— Text section —
When is a film more than just a film? How much impact does a story have to have on an audience to make a change? Is being "inspiring" enough? Or does it take more to make a truly influential film that makes a difference in the world? The Revolutionary Optimists, which opened in theaters nationwide TODAY, is the only film I have seen that achieves being more than just a film. Directed by two female filmmakers, Nicole Newnham and Maren Grainger-Monsen,The Revolutionary Optimists is an event, a campaign, and a catalyst for change.
Earlier this week, Global Peace Film Festival's Artistic Director, Kelly DeVine invited me to a special screening ofRevolutionary Optimistsat the UNICEF building in Manhattan. The 3-hour event included a panel discussion and a reception, where the filmmakers and the film's subjects were also present. Filmed over several years, the documentary follows Amlan Ganguly, a former lawyer, educator, and children's rights advocate, and three of the children he works with on a journey through adolescence, as they positively influence their communities, fight for their rights, and improve their lives.
At the center of the story is Salim, an 11-year old boy who lives in one of the poorest slums of Kolkata, India, and is fighting to bring clean tap water to his community. In order to accomplish this, Salim and his friends draw a "Google" map of their neighborhood and take it to the parliament in Delhi to prove that their community exists, and 9,000 people need clean water. Salim and his friend Sikha also fight to beat Polio by going from door to door and telling their neighbors to bring their kids in for polio vaccines. The 13-year old Sikha is also a women's rights advocate, and she fights for women's empowerment and equality between boys and girls by having the girls in her community to participate in soccer matches.
Salim working on his neighborhood's Google map
Another story is that of Priyanka, a 16-year old girl who wants to be a dance teacher but is pressured to get married to her boyfriend. If she gets married, she will risk losing her place in the dance group, her job, and her chance at getting an education.
Last but not least, we have Kajal, who wants to be a seamstress, but instead spends her days carrying 1,500 bricks on her head for a construction job that pays her $1.49. If Amlan can build a school inside the brick field she works in, Kajal has a chance at an education.
The most inspiring part of the documentary for me was the story of Salim and Sikha, who were at the screening. At the end of the film, you see that they were able to get most of the kids in their community vaccinated against Polio. The audience at Wednesday's screening also received the good news that Salim and Sikha's slum will be getting clean water in just a few months. This is an 11-year old kid who went to the Indian parliament and pitched his case to some of the highest-ranked people in his country. It was astounding for me to see the confidence, intelligence, and courage these kids had and how they used these qualities to accomplish their goals. They are able to make drastic changes in their communities while getting their education, playing sports, and having a good time with each other. Salim particularly insisted on the fact that he plays a lot of sports and doesn't spend his entire time doing "grown-up" things.
I hope everyone gets a chance to see this incredible film. There's so much you can learn from a handful of teenagers living across the world.

— Recorded information —

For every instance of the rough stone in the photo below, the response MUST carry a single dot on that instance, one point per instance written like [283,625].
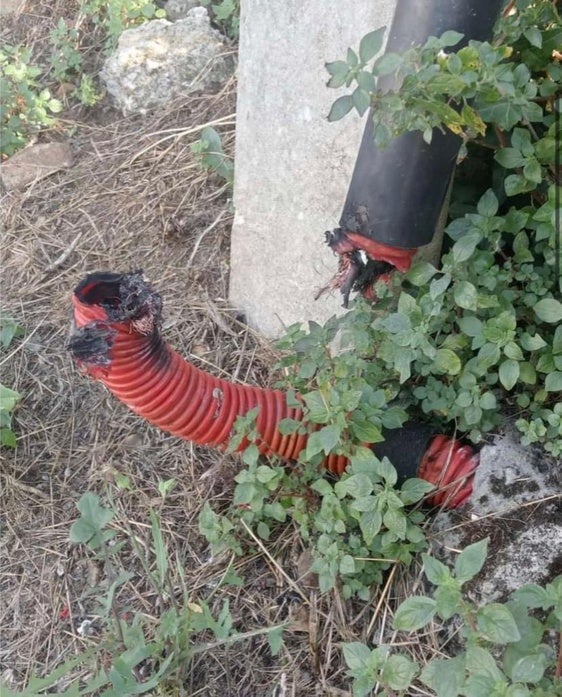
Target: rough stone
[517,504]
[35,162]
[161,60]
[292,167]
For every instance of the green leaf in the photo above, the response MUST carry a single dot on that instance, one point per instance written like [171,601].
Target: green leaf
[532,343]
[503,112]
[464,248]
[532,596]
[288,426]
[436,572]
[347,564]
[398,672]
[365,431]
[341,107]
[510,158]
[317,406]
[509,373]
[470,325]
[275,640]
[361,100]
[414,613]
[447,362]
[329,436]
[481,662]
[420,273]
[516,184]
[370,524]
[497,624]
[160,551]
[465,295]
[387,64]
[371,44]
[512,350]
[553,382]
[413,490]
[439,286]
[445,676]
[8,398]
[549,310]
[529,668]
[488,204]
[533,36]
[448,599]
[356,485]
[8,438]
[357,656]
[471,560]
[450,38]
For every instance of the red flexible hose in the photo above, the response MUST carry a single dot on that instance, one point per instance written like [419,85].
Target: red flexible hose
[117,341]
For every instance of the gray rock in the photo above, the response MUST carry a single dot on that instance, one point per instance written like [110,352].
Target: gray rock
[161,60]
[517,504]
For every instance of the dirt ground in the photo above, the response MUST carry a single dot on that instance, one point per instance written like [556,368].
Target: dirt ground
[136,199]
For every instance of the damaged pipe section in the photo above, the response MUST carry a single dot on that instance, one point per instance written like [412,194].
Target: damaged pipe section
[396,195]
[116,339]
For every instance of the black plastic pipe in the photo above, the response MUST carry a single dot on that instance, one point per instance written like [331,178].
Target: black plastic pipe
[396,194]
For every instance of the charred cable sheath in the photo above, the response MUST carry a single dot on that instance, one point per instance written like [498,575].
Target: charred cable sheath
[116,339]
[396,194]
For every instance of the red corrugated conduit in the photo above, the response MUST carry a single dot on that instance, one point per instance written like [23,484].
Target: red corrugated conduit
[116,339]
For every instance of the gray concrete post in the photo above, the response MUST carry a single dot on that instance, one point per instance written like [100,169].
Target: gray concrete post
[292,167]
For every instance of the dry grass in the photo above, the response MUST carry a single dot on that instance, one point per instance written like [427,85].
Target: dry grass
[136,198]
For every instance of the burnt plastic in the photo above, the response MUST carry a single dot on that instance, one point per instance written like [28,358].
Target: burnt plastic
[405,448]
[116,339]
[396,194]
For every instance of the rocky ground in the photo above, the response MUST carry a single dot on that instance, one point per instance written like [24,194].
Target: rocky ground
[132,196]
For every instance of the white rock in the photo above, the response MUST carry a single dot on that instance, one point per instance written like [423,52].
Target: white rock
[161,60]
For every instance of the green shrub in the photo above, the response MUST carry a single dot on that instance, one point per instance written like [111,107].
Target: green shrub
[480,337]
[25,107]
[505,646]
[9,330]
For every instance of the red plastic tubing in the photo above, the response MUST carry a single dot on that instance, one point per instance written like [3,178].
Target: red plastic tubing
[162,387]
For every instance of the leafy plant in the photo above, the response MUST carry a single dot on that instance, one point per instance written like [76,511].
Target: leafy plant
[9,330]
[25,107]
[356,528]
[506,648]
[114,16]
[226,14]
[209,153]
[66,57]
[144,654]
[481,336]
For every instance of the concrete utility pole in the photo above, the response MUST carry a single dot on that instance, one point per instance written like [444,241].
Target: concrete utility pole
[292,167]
--
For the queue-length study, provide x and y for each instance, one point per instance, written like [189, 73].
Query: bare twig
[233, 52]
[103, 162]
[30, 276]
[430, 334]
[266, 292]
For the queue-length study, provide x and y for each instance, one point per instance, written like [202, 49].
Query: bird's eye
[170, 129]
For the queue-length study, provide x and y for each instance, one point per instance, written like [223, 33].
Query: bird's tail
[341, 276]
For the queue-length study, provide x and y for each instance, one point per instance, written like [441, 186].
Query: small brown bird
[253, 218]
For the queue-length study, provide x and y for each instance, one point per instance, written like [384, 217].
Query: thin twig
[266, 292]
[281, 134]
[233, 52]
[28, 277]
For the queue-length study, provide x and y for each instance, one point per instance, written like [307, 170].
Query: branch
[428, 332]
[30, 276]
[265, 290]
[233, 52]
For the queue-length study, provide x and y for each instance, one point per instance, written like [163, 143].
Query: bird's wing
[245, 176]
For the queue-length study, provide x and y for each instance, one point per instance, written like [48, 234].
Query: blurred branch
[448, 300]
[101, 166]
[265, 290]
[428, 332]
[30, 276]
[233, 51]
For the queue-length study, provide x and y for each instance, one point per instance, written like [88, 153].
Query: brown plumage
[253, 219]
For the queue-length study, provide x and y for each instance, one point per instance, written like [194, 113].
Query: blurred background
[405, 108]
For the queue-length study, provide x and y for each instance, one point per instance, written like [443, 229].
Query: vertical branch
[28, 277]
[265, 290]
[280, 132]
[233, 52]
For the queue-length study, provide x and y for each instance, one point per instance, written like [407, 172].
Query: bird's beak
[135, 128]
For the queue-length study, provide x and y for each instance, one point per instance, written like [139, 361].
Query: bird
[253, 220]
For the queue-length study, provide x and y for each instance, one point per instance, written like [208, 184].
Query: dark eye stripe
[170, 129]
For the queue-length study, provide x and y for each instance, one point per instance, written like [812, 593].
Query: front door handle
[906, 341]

— Task set —
• A. Answer these questions from the review of The Revolutionary Optimists:
(i) In which building did the special screening take place?
(ii) According to Salim's map, how many people need clean water?
(iii) How much does Kajal's construction job pay?
• B. Extract the passage of the review that starts at "Salim working on" and ends at "at an education.".
Use only the review of The Revolutionary Optimists as your source.

— Replies —
• A.
(i) The UNICEF building in Manhattan.
(ii) 9,000 people.
(iii) $1.49.

• B.
Salim working on his neighborhood's Google map
Another story is that of Priyanka, a 16-year old girl who wants to be a dance teacher but is pressured to get married to her boyfriend. If she gets married, she will risk losing her place in the dance group, her job, and her chance at getting an education.
Last but not least, we have Kajal, who wants to be a seamstress, but instead spends her days carrying 1,500 bricks on her head for a construction job that pays her $1.49. If Amlan can build a school inside the brick field she works in, Kajal has a chance at an education.